■ Problem details ■
Exact repetition is required: reproduce every line of the data.

■ Listed entries ■
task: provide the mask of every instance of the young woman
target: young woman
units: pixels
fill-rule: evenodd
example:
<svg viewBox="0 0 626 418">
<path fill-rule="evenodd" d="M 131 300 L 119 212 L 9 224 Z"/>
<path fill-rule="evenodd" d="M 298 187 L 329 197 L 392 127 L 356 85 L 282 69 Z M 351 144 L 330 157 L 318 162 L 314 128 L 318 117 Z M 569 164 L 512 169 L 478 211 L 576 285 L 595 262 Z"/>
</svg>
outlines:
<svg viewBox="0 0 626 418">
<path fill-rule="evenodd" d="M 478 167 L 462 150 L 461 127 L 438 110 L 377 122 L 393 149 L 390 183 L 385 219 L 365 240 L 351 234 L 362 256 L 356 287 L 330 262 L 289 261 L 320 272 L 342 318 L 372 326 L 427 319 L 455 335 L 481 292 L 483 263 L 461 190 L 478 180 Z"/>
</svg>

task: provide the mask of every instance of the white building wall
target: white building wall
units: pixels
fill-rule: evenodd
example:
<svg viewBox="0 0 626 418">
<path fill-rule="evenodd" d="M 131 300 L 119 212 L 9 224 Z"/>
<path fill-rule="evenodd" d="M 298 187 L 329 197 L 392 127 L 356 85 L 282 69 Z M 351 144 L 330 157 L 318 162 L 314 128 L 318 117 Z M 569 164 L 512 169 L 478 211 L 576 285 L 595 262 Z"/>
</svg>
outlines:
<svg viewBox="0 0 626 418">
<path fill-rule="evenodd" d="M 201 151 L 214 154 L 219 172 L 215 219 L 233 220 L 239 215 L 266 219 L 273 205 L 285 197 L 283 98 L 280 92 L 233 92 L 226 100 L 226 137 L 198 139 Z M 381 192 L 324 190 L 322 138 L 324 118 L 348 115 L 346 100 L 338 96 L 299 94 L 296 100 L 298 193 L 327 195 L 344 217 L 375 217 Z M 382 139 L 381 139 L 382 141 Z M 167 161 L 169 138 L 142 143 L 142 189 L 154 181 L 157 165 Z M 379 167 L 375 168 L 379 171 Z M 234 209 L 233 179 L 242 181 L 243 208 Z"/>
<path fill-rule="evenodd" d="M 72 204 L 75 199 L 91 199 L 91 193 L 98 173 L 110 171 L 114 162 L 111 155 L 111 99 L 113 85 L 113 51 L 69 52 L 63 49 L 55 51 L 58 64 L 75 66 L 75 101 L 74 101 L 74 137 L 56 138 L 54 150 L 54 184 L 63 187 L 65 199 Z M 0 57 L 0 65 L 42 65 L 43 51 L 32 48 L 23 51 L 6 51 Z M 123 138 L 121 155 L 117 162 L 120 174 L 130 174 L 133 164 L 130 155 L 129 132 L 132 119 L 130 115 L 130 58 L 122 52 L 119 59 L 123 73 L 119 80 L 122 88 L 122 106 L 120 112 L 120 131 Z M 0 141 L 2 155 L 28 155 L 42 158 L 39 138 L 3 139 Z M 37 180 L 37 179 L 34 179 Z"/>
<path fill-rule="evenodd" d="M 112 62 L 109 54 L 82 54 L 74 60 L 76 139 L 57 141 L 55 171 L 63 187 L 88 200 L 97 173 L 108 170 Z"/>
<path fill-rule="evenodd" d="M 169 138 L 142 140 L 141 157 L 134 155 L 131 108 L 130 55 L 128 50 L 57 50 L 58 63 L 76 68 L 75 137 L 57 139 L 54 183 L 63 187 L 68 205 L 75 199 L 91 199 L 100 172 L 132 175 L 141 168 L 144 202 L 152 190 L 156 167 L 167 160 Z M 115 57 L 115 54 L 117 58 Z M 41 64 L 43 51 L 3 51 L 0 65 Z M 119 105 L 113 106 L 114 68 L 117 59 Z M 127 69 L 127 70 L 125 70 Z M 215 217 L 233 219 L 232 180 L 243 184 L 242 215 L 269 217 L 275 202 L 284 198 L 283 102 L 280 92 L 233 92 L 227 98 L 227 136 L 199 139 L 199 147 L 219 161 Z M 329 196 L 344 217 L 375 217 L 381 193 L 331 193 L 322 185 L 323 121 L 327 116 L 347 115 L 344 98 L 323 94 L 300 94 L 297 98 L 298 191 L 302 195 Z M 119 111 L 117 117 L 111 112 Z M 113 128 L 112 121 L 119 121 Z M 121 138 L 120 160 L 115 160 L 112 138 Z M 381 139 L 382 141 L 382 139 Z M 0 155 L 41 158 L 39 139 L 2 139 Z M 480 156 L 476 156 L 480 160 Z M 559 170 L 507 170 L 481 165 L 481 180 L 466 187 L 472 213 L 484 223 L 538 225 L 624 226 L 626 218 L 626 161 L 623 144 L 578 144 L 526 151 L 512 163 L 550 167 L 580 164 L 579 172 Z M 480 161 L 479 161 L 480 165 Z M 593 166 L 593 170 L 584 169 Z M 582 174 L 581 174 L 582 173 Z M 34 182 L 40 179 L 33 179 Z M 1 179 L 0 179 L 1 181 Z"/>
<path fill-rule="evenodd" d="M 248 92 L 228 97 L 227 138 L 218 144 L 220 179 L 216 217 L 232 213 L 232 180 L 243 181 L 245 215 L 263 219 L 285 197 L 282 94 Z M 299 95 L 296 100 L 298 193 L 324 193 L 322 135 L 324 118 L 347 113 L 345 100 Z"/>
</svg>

■ Task solution ■
task: provide the mask of every instance of the young woman
target: young woman
units: pixels
fill-rule: evenodd
example:
<svg viewBox="0 0 626 418">
<path fill-rule="evenodd" d="M 131 300 L 119 212 L 9 224 Z"/>
<path fill-rule="evenodd" d="M 298 187 L 329 197 L 392 127 L 356 85 L 282 69 Z M 351 144 L 330 157 L 318 162 L 314 128 L 318 117 Z M 569 164 L 512 169 L 478 211 L 576 285 L 595 262 Z"/>
</svg>
outlines:
<svg viewBox="0 0 626 418">
<path fill-rule="evenodd" d="M 478 167 L 462 150 L 461 127 L 438 110 L 377 122 L 393 149 L 390 183 L 385 219 L 365 240 L 351 234 L 362 256 L 356 287 L 330 262 L 289 261 L 320 272 L 342 318 L 372 326 L 427 319 L 455 335 L 481 292 L 483 263 L 461 190 L 478 180 Z"/>
</svg>

task: provide the mask of every instance of the white building wall
target: white building wall
units: pixels
fill-rule: evenodd
example:
<svg viewBox="0 0 626 418">
<path fill-rule="evenodd" d="M 131 300 L 119 212 L 9 224 Z"/>
<path fill-rule="evenodd" d="M 298 187 L 329 197 L 392 127 L 356 85 L 282 69 Z M 351 144 L 330 157 L 318 162 L 314 128 L 318 117 Z M 569 164 L 512 169 L 478 211 L 576 285 L 595 262 Z"/>
</svg>
outlines:
<svg viewBox="0 0 626 418">
<path fill-rule="evenodd" d="M 201 151 L 214 154 L 219 172 L 215 219 L 233 220 L 239 215 L 266 219 L 273 205 L 285 197 L 283 98 L 280 92 L 233 92 L 226 100 L 226 137 L 198 139 Z M 381 192 L 324 190 L 322 138 L 324 118 L 348 115 L 346 100 L 338 96 L 299 94 L 296 100 L 298 193 L 327 195 L 344 217 L 375 217 Z M 382 139 L 381 139 L 382 141 Z M 167 161 L 169 138 L 142 143 L 142 189 L 154 181 L 157 165 Z M 379 167 L 375 168 L 379 171 Z M 234 209 L 233 179 L 242 181 L 243 208 Z"/>
<path fill-rule="evenodd" d="M 72 204 L 75 199 L 91 199 L 91 193 L 98 173 L 110 171 L 114 162 L 111 155 L 111 99 L 113 85 L 113 51 L 69 52 L 63 49 L 55 51 L 58 64 L 75 66 L 75 101 L 74 101 L 74 137 L 56 138 L 54 150 L 54 184 L 63 187 L 65 199 Z M 0 57 L 0 65 L 42 65 L 43 51 L 32 48 L 23 51 L 6 51 Z M 123 138 L 121 155 L 117 162 L 120 174 L 130 174 L 133 164 L 130 155 L 129 132 L 132 119 L 130 115 L 130 58 L 122 52 L 119 59 L 123 73 L 119 80 L 122 88 L 122 106 L 120 112 L 120 131 Z M 0 141 L 2 155 L 28 155 L 42 158 L 39 138 L 3 139 Z M 37 180 L 37 179 L 34 179 Z"/>
<path fill-rule="evenodd" d="M 112 62 L 109 54 L 82 54 L 74 60 L 76 139 L 57 141 L 55 171 L 63 187 L 88 200 L 97 173 L 108 170 Z"/>
<path fill-rule="evenodd" d="M 169 138 L 142 140 L 141 157 L 134 155 L 131 108 L 130 55 L 128 50 L 57 50 L 58 63 L 76 68 L 75 137 L 57 139 L 54 183 L 63 187 L 68 205 L 75 199 L 91 199 L 100 172 L 132 175 L 141 168 L 144 202 L 152 190 L 156 167 L 167 160 Z M 115 57 L 115 54 L 117 58 Z M 41 64 L 43 51 L 3 51 L 0 65 Z M 119 105 L 113 106 L 114 68 L 117 59 Z M 127 69 L 127 70 L 125 70 Z M 215 217 L 233 219 L 232 180 L 243 184 L 242 215 L 269 217 L 275 202 L 284 198 L 283 102 L 280 92 L 233 92 L 227 98 L 227 136 L 199 139 L 199 147 L 219 161 Z M 329 196 L 344 217 L 375 217 L 381 193 L 331 193 L 322 185 L 323 121 L 327 116 L 347 115 L 344 98 L 323 94 L 300 94 L 297 98 L 298 191 L 302 195 Z M 119 111 L 117 117 L 111 112 Z M 113 128 L 112 121 L 119 121 Z M 121 138 L 120 160 L 115 160 L 112 138 Z M 381 139 L 382 141 L 382 139 Z M 0 155 L 41 158 L 39 139 L 2 139 Z M 480 156 L 476 156 L 480 160 Z M 559 170 L 507 170 L 481 165 L 481 180 L 466 187 L 472 213 L 484 223 L 538 225 L 624 226 L 626 218 L 626 161 L 623 144 L 578 144 L 526 151 L 512 163 L 550 167 L 580 164 L 579 172 Z M 480 161 L 479 161 L 480 165 Z M 593 166 L 593 170 L 584 169 Z M 582 174 L 581 174 L 582 173 Z M 34 182 L 40 179 L 33 179 Z M 1 179 L 0 179 L 1 181 Z"/>
<path fill-rule="evenodd" d="M 248 92 L 228 97 L 227 138 L 218 144 L 220 179 L 216 217 L 232 213 L 232 180 L 243 181 L 245 215 L 263 219 L 285 197 L 282 94 Z M 299 95 L 296 100 L 298 193 L 324 193 L 322 135 L 324 118 L 347 113 L 345 100 Z"/>
</svg>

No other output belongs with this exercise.